* [Prompt]:
Repeat the material exactly, every line of it.

* [Material supplied]:
------------------------
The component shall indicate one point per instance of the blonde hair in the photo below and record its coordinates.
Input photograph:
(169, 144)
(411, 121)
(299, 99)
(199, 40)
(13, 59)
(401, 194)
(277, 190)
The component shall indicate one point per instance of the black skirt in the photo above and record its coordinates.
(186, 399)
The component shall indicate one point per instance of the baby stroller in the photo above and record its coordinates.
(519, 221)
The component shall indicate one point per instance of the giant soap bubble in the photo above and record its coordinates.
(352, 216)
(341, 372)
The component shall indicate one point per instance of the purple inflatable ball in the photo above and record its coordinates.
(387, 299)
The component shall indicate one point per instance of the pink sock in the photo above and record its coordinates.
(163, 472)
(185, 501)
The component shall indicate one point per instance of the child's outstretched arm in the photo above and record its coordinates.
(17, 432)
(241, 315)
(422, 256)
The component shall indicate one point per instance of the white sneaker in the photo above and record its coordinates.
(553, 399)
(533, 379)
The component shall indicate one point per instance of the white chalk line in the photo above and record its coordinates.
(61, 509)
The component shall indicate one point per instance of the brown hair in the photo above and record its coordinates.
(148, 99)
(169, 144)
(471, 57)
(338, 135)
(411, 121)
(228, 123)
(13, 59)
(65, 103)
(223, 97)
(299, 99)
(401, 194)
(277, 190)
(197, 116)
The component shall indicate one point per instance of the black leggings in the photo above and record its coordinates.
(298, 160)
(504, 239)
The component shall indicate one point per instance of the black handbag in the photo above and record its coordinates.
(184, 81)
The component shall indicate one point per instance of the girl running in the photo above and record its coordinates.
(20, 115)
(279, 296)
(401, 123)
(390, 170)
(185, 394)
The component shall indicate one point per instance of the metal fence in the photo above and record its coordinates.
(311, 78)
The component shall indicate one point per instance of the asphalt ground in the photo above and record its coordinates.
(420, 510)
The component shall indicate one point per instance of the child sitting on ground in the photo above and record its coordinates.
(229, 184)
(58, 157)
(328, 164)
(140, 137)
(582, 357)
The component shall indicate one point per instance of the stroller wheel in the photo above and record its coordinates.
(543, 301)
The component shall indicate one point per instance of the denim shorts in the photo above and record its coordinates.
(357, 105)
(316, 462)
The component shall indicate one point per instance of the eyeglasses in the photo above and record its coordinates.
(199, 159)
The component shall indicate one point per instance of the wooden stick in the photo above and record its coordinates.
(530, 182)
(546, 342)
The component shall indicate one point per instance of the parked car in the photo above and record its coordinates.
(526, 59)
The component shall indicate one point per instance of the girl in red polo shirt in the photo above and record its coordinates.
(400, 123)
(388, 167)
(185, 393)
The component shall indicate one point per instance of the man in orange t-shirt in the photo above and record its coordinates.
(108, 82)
------------------------
* [Solution for this task]:
The component shall indicate one point per instance of the blonde hair in the photo below and record its coordinates.
Input photograph:
(169, 144)
(411, 121)
(299, 99)
(199, 40)
(13, 59)
(401, 194)
(277, 190)
The component shall indicate one point per instance of the black skirt in the photo above and record its coordinates.
(186, 399)
The component shall indicate one point per instance of the baby stroller in the photo above and record its coordinates.
(519, 221)
The component shall indicate one point per instance of the giant soap bubble in the photo above and record its coordinates.
(352, 216)
(341, 372)
The component shall indicate one point per instance of the purple inflatable ball in the photo above and record its coordinates.
(387, 299)
The component shall indicate one point per instance of the pink sock in the photo above and record its coordinates.
(163, 472)
(185, 501)
The component shall indicate one point per instance of the child's outstretched arm in the photo above and record its coordinates.
(17, 432)
(241, 315)
(422, 256)
The component shall indicate one point per instance of the white sneaker in the photo above and record its coordinates.
(553, 399)
(533, 379)
The component shall indicate one point per instance of the white chalk line in the photo above and record its coordinates.
(61, 509)
The component shall indicate one point per instance of the brown hair in the photo above and record its coordinates.
(148, 99)
(169, 144)
(471, 57)
(338, 135)
(411, 121)
(228, 123)
(13, 59)
(65, 103)
(223, 97)
(299, 99)
(401, 194)
(277, 190)
(197, 116)
The component shall indicate one point per instance of the black leggings in the photo above and record its coordinates.
(298, 160)
(504, 239)
The component shall indicate one point per instance of the black handbag in the photo above and record its coordinates.
(184, 81)
The component shall indicate one point per instance of the girl running in the photo above and record its coordinates.
(20, 115)
(279, 296)
(401, 123)
(390, 170)
(185, 394)
The component shall indicate one point per instance of the metal fence in the photo above and record its coordinates.
(311, 78)
The component shall indicate one point per instance of the asphalt ground in the photo above and record its coordinates.
(420, 510)
The component shall indicate one point per instance of the child sitting on ground in the photo above and record its coordinates.
(229, 184)
(58, 157)
(328, 164)
(140, 137)
(582, 357)
The component shall indicate one point per instance of the stroller wheel in the photo above and record its coordinates.
(543, 301)
The component shall indicate one point per instance of the denim shorts in the photo above and record its coordinates.
(357, 105)
(316, 462)
The component shall indicate one point per instance of the eyeglasses in the photo above and record its coordinates.
(199, 159)
The component shall indicate one point per instance of the wooden stick in the photo above and record its coordinates.
(530, 182)
(546, 342)
The component shall indicate one point per instance of the parked car in the photo above and record its coordinates.
(526, 59)
The component shall indicate one point per instance of the girl in red polo shirt in the photo above and record its coordinates.
(400, 123)
(388, 167)
(185, 393)
The component shall indicate one point per instance of the man in orange t-shirt in the photo above and record its coordinates.
(108, 82)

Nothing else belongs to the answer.